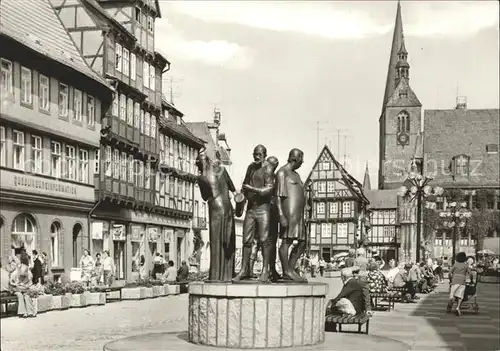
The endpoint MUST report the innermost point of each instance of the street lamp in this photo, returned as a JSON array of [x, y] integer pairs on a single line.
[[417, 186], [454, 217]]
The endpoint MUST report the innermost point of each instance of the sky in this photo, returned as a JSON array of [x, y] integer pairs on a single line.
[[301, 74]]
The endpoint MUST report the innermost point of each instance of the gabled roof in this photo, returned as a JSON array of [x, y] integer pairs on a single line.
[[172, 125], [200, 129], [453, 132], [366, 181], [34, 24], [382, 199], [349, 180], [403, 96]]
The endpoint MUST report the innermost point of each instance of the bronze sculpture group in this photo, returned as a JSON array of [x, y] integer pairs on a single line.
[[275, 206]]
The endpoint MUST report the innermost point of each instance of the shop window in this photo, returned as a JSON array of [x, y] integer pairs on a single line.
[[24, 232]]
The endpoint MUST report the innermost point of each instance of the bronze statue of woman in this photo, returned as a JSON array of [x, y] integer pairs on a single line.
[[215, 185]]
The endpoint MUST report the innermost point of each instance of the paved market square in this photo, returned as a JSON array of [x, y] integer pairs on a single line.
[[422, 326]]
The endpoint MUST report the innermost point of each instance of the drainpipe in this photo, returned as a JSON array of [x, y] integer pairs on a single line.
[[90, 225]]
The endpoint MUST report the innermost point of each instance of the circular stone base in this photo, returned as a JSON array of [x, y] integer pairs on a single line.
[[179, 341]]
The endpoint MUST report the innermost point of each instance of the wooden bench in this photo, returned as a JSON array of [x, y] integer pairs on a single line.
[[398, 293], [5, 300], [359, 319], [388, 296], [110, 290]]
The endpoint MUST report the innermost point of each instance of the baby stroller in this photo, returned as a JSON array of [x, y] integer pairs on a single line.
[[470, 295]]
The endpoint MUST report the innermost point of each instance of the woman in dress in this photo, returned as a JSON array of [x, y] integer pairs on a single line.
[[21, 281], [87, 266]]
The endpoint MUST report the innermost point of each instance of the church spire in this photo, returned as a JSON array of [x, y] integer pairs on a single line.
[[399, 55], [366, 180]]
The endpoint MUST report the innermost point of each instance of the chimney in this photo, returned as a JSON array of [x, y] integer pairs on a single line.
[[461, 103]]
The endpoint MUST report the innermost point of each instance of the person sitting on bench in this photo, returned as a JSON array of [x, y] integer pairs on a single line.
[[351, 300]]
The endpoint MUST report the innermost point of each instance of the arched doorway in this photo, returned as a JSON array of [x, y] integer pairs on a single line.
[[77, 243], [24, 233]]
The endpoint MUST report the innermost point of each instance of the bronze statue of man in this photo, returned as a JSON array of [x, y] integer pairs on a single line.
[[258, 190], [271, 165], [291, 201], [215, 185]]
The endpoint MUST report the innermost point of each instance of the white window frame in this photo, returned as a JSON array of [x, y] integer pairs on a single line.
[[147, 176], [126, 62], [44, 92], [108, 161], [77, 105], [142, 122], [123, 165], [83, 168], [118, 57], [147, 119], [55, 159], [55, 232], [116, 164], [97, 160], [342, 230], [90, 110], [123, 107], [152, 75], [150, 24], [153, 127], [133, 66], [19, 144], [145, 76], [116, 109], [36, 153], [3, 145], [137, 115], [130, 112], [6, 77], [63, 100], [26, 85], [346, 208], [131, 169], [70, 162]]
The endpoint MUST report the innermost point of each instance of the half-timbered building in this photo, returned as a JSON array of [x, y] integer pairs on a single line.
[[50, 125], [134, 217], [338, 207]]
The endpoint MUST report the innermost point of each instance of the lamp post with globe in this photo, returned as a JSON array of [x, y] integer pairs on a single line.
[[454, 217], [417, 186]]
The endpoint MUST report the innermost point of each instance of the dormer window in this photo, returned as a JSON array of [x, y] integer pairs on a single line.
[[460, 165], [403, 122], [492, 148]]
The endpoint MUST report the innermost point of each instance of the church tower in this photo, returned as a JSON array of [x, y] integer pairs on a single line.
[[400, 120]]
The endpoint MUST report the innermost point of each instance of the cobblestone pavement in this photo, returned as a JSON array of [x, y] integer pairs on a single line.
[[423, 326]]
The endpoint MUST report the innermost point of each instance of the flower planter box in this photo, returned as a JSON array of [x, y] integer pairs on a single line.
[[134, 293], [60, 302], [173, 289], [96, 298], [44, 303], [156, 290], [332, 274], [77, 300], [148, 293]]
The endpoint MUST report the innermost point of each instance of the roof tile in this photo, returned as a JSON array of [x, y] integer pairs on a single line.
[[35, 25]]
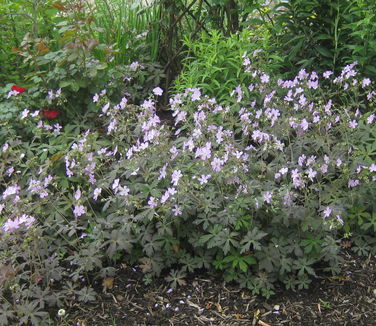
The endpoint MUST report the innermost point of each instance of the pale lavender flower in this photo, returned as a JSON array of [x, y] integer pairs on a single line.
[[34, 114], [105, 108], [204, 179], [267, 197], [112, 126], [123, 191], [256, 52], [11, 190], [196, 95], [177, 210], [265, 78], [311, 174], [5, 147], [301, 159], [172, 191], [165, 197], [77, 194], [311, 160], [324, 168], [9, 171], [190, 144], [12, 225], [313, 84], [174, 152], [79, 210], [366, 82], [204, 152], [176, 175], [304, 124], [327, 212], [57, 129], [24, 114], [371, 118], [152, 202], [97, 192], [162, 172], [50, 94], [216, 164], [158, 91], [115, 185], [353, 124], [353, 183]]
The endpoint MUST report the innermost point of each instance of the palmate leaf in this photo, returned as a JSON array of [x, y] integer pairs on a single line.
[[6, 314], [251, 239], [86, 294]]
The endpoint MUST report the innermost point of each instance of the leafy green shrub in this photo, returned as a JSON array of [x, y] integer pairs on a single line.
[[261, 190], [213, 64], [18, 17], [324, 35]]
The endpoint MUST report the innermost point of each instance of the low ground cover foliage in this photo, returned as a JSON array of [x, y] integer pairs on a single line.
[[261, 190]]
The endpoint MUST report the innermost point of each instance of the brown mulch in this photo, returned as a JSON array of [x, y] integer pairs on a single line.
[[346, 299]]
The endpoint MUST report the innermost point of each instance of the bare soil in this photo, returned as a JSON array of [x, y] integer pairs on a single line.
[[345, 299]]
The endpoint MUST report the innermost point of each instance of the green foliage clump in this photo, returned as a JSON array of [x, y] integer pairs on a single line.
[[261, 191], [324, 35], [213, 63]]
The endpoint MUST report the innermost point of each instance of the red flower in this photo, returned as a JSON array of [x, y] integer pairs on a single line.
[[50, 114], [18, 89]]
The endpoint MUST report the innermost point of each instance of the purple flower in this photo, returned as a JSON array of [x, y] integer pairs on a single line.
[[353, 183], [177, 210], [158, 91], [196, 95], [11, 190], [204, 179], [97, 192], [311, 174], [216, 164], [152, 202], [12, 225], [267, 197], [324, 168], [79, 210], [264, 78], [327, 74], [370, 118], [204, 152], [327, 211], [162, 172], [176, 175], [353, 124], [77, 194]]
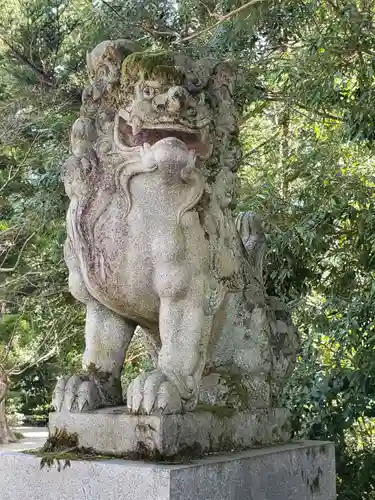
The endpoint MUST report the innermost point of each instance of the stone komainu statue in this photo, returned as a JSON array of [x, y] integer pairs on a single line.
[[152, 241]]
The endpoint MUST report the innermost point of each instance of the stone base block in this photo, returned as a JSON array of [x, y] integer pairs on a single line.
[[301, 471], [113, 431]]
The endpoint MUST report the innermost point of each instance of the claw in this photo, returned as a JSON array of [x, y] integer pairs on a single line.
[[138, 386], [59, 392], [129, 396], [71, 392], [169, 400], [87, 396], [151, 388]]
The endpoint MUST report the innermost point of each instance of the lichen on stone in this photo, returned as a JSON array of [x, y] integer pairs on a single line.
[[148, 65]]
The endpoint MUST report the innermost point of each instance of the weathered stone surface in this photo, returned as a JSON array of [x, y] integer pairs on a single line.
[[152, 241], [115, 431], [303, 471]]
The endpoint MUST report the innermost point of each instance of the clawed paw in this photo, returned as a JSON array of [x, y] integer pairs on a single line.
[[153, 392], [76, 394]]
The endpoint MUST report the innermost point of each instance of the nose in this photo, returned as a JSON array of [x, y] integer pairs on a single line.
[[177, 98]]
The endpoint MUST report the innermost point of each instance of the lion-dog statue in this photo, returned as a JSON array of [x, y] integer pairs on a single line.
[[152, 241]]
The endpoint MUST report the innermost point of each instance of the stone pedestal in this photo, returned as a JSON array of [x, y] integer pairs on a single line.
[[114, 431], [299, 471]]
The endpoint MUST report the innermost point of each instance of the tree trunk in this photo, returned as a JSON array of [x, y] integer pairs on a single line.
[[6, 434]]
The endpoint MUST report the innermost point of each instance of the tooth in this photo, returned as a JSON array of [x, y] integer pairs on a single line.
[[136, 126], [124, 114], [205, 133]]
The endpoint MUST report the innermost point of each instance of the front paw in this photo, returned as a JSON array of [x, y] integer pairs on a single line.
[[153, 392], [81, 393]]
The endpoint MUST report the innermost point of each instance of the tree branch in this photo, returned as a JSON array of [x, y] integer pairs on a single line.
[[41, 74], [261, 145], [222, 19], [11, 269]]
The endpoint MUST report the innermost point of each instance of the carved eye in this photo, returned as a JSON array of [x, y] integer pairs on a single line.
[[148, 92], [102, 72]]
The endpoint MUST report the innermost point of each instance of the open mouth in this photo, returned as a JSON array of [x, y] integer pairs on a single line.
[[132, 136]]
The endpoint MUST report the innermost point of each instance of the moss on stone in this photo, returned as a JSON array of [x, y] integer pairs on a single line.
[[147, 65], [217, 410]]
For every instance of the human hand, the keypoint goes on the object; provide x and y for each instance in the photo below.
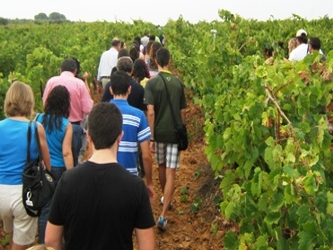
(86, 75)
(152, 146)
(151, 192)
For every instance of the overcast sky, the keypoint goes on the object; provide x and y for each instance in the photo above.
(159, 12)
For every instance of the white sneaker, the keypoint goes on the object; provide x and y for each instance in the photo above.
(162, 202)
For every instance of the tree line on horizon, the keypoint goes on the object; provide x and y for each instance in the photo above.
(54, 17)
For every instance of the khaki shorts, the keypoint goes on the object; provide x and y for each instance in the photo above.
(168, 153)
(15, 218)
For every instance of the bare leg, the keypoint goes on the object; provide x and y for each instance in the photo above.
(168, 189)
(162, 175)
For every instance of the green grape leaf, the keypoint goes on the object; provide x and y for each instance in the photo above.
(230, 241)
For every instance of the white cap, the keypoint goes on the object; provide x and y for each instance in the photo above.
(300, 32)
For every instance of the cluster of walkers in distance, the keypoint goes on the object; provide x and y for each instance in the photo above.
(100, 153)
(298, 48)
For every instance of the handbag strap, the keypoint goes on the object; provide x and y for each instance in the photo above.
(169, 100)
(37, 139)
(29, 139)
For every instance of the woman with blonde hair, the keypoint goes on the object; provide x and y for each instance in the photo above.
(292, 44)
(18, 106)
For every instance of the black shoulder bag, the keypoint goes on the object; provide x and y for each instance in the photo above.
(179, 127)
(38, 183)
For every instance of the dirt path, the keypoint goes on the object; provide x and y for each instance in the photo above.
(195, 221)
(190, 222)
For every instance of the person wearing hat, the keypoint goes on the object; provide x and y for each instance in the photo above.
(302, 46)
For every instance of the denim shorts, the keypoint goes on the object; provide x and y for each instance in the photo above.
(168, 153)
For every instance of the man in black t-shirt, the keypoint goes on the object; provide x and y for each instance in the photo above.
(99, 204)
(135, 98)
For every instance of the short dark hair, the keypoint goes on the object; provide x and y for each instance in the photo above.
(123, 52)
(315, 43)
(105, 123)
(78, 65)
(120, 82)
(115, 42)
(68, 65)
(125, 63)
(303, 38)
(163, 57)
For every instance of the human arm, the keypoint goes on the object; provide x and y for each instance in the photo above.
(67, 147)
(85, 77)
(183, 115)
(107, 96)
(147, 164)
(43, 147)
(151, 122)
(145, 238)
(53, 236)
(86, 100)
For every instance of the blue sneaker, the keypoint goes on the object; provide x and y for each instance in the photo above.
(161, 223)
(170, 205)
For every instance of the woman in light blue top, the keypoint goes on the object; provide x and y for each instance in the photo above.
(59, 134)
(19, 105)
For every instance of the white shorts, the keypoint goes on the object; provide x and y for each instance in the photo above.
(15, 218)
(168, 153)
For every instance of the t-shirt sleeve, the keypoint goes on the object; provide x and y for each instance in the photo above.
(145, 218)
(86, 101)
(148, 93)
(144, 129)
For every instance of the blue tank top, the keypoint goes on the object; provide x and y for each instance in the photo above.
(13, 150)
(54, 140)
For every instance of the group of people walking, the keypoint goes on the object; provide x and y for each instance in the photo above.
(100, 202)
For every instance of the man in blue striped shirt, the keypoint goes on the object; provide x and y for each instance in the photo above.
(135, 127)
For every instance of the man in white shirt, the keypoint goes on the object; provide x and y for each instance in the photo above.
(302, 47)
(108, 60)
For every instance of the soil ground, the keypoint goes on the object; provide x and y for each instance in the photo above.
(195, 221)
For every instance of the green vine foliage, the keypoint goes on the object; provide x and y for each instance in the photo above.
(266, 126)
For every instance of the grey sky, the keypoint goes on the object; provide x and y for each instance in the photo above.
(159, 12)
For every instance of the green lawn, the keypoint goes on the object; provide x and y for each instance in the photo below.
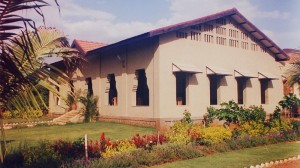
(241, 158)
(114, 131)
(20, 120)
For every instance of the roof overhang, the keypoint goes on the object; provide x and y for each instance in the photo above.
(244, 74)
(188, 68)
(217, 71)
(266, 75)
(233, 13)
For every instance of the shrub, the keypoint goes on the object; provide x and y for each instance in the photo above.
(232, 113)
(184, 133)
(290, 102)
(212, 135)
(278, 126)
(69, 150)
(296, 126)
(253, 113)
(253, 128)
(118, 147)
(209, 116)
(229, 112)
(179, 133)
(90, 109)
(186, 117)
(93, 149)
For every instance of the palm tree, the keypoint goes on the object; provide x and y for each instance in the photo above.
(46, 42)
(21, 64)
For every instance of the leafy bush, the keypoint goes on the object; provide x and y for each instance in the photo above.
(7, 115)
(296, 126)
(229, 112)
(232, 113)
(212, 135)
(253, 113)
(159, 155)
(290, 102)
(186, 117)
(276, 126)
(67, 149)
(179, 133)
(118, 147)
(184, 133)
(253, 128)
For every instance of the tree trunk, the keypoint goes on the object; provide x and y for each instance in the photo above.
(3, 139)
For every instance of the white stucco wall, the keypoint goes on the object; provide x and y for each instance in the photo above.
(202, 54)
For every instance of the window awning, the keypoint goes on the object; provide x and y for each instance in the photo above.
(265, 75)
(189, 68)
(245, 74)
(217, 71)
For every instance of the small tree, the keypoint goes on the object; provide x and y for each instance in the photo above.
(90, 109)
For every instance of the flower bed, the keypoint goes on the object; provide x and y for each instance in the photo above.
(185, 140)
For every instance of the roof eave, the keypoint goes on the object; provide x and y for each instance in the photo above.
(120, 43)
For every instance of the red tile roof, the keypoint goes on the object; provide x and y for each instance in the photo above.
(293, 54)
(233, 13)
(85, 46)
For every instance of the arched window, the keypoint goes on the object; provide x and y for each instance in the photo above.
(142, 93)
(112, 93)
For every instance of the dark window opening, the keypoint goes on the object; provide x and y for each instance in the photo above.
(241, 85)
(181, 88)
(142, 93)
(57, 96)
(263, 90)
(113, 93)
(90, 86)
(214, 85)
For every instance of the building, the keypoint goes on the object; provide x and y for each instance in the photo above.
* * * *
Word for word, restate only the lines from the one containing "For every instance of the window" through the last line of the entries, with both ends kept.

TASK OUTPUT
For every instance of the window awning, the keypoint goes on the object; provide x and y for each instance in the photo above.
(265, 75)
(189, 68)
(245, 74)
(217, 71)
For every instance of the small tree, the keypoint goes on the object; provide x and y for each instance in the photo above.
(90, 109)
For every instance of the flower bed, the keypoint goes on the object; provide x and y for each instance in the photo above.
(185, 140)
For every instance of the roof eave, the keypoint goes on the object; provide x and y for each instance in the photo above.
(120, 43)
For every instance of the red tile roof, the keypoint goes on the object; provide x and y for each instance in the photo above.
(293, 54)
(233, 13)
(85, 46)
For every instance of the arched window, the keypoint goes on the object; provide x and y for each instance in the photo above.
(142, 93)
(112, 93)
For every instance of the dark window opening, the keypoint goes on the object; provide x and y for each instance in the photo above.
(241, 85)
(181, 88)
(142, 93)
(57, 96)
(263, 90)
(113, 93)
(90, 86)
(214, 85)
For every instance of the building, the keypoint goes on the object; provide x and y for each instance in the photo above.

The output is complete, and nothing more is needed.